Find the line that contains "Query: finger". Repeat that line and all lines following it, exactly, through the end of the listing below.

# # # # #

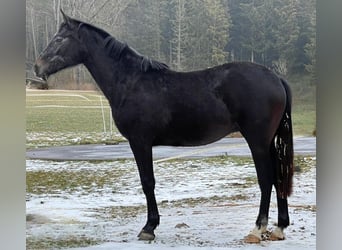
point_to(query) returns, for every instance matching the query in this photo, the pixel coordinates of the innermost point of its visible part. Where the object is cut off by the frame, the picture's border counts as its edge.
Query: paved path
(225, 146)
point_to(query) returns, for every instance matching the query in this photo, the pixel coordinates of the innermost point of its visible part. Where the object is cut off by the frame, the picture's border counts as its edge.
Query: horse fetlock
(255, 236)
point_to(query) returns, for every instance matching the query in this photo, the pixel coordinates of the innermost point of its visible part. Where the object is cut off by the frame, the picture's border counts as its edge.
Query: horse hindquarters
(142, 151)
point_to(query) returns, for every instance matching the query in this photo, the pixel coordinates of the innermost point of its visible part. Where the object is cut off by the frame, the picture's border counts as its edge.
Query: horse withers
(154, 105)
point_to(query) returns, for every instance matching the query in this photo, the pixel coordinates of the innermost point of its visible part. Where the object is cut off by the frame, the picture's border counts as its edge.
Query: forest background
(190, 34)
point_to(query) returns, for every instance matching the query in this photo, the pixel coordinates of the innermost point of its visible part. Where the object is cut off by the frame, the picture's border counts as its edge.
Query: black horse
(154, 105)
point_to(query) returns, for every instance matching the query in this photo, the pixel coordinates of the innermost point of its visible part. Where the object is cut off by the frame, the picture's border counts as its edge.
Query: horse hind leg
(265, 174)
(283, 214)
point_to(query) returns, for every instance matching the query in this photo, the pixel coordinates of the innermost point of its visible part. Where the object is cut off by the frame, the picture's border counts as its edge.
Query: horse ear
(67, 19)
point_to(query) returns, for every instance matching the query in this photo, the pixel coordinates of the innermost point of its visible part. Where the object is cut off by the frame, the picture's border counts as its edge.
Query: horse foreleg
(283, 219)
(143, 157)
(265, 176)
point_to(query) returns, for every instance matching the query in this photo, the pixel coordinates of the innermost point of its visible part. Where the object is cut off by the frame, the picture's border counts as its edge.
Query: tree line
(188, 34)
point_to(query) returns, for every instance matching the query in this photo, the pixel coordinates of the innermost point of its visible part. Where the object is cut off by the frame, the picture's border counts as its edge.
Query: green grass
(56, 118)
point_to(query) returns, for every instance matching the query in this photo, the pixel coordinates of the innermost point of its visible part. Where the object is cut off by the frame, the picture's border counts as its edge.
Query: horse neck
(111, 75)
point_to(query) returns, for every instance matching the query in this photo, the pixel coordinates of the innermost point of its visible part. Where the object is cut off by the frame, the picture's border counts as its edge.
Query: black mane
(117, 49)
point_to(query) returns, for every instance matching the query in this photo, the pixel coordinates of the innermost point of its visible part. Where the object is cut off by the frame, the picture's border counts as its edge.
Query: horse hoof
(277, 234)
(252, 239)
(143, 235)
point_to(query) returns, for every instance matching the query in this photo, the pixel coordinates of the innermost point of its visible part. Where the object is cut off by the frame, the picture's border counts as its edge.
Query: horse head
(64, 50)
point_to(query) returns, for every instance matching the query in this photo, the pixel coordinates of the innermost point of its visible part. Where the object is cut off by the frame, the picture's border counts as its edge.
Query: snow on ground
(204, 204)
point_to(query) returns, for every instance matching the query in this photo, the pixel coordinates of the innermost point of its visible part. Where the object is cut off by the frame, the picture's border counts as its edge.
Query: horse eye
(59, 39)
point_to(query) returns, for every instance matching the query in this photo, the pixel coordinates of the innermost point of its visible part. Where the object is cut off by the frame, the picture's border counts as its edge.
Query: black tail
(284, 148)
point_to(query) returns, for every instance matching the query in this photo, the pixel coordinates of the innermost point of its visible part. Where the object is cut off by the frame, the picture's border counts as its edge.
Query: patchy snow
(206, 204)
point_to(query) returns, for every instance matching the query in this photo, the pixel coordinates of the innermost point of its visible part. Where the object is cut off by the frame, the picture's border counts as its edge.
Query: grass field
(60, 117)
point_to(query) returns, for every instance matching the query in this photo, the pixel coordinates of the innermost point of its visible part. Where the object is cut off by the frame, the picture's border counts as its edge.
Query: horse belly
(190, 132)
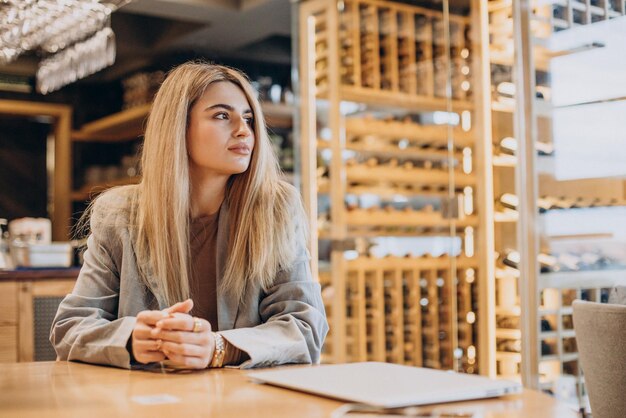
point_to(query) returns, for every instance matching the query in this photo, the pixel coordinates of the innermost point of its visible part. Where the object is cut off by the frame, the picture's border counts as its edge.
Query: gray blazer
(284, 324)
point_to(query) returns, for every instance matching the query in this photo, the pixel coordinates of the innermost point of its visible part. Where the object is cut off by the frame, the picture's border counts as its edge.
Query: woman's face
(220, 135)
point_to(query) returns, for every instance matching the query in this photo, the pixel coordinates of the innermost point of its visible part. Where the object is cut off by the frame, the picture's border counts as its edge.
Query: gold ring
(197, 325)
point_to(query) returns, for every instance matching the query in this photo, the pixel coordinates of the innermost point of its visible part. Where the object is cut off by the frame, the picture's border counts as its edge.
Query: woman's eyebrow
(227, 107)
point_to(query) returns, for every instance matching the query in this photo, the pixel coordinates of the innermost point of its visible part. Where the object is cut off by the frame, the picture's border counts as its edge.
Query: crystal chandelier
(73, 36)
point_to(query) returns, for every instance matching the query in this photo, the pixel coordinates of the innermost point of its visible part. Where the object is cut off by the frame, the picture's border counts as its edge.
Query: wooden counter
(61, 389)
(28, 299)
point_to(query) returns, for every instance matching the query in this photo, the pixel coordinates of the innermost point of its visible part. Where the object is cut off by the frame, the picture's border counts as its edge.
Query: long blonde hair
(263, 210)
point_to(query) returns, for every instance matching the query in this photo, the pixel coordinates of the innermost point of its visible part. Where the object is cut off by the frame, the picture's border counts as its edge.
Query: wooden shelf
(377, 97)
(129, 124)
(507, 356)
(371, 175)
(506, 333)
(413, 132)
(89, 191)
(278, 115)
(425, 262)
(122, 126)
(381, 218)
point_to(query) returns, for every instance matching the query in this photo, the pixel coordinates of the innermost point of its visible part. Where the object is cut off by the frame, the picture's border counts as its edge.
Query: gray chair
(601, 339)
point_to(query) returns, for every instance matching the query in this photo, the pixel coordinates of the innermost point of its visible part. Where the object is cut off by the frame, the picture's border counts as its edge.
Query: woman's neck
(207, 194)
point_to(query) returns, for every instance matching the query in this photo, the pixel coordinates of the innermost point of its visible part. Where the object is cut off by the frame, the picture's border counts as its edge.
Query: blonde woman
(204, 263)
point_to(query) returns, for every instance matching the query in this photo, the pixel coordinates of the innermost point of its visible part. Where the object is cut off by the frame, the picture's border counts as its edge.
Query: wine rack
(381, 170)
(563, 275)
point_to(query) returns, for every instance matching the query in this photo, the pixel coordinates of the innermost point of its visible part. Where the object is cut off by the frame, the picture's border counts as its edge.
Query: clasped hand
(173, 334)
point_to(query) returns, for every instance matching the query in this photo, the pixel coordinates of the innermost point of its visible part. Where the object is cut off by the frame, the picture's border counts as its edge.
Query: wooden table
(64, 389)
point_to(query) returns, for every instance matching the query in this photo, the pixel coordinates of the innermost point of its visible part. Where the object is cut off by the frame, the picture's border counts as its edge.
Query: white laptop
(386, 385)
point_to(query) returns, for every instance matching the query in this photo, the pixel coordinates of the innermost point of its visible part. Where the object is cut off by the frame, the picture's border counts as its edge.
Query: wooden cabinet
(8, 322)
(29, 300)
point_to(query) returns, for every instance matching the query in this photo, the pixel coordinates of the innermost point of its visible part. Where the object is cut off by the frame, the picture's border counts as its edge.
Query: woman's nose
(242, 129)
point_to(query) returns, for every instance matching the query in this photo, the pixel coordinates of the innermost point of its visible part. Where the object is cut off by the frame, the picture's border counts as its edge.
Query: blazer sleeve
(86, 326)
(294, 323)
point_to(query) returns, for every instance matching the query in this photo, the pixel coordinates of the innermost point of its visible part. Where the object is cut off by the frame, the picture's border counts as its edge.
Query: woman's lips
(241, 149)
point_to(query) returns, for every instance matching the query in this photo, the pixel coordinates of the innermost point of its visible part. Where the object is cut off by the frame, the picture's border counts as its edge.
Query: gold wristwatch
(219, 352)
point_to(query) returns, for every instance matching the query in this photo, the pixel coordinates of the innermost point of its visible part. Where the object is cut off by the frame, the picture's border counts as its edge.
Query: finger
(142, 332)
(147, 345)
(183, 322)
(187, 350)
(182, 307)
(188, 362)
(150, 357)
(184, 337)
(151, 317)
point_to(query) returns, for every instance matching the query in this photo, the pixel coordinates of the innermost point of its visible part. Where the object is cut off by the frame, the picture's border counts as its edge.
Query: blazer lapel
(227, 305)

# # # # #

- **TASK OUTPUT**
Query: finger
(142, 332)
(147, 345)
(183, 322)
(187, 350)
(182, 307)
(188, 362)
(150, 357)
(184, 337)
(151, 317)
point_to(query) returns, for every instance matching the query in this photo, the pixel coordinates of the innermost point of its visible part. Where the object is cut off by the frame, the picture's border counts as its edge.
Query: blazer lapel
(227, 305)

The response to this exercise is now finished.